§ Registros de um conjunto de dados

▼▼▼

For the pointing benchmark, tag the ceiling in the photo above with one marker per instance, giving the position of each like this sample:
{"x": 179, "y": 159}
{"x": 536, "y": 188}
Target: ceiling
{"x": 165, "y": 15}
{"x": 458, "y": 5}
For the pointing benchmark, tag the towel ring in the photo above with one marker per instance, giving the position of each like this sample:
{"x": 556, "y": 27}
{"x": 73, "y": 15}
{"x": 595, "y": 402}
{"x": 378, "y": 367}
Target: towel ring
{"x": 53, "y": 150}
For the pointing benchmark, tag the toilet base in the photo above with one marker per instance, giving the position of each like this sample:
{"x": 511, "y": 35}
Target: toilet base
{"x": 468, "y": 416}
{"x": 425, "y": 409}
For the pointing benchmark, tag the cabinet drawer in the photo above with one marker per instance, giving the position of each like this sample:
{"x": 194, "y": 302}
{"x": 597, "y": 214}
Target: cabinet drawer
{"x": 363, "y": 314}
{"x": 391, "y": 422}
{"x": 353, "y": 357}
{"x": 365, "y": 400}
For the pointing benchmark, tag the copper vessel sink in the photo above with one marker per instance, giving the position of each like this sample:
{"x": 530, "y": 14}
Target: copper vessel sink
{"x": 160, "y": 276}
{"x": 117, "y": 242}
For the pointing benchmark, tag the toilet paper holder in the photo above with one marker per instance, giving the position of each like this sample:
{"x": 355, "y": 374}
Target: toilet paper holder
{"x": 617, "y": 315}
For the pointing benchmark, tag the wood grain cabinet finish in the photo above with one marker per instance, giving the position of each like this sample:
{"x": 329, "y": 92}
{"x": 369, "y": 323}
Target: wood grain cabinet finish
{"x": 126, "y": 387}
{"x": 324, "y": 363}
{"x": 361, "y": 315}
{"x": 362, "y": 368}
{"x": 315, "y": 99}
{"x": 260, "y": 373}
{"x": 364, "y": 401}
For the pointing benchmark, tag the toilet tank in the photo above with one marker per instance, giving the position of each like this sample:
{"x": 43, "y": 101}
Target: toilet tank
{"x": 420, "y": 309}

▲▲▲

§ Enunciado da tarefa
Pode copiar de novo todos os registros acima, linha por linha, sem mudar nada?

§ A resposta
For the pointing benchmark, tag the ceiling in the photo above with one marker per instance, giving the position of each like this sample:
{"x": 179, "y": 159}
{"x": 536, "y": 188}
Target: ceiling
{"x": 165, "y": 15}
{"x": 458, "y": 5}
For the pointing benchmark, tag the towel ring in the photo above with one marker per instance, giving the position of each like this sample:
{"x": 556, "y": 27}
{"x": 73, "y": 15}
{"x": 595, "y": 402}
{"x": 378, "y": 367}
Target: towel ring
{"x": 53, "y": 150}
For the pointing benchmark, tag the toilet base in the photo above with one marker per instance, giving the position of each like this sample:
{"x": 511, "y": 35}
Target: toilet base
{"x": 468, "y": 416}
{"x": 425, "y": 409}
For the pointing benchmark, tag the cabinet drawer in the photo above with one marker per instance, giving the position of each like this sample:
{"x": 194, "y": 302}
{"x": 597, "y": 214}
Target: cabinet drawer
{"x": 363, "y": 314}
{"x": 391, "y": 422}
{"x": 353, "y": 357}
{"x": 365, "y": 400}
For the pointing benchmark, tag the copper vessel sink in the photo above with one marker per instance, giving the position of each like this sample:
{"x": 530, "y": 14}
Target: copper vessel sink
{"x": 160, "y": 276}
{"x": 117, "y": 242}
For the pointing benchmark, tag the toilet paper holder in the photo above with one marker per instance, giving the position of each like this sample:
{"x": 355, "y": 374}
Target: toilet paper holder
{"x": 617, "y": 315}
For the pointing benchmark, tag the wood grain cabinet finish in the photo above with one marker per instance, giving the position of each like this sample:
{"x": 329, "y": 92}
{"x": 369, "y": 323}
Target: wood grain cabinet finish
{"x": 126, "y": 387}
{"x": 324, "y": 363}
{"x": 361, "y": 315}
{"x": 362, "y": 368}
{"x": 315, "y": 99}
{"x": 260, "y": 373}
{"x": 364, "y": 401}
For the pointing benchmark, tag the toilet tank in the photo above with one marker per instance, giving the position of each like this sample:
{"x": 43, "y": 101}
Target: toilet tank
{"x": 420, "y": 309}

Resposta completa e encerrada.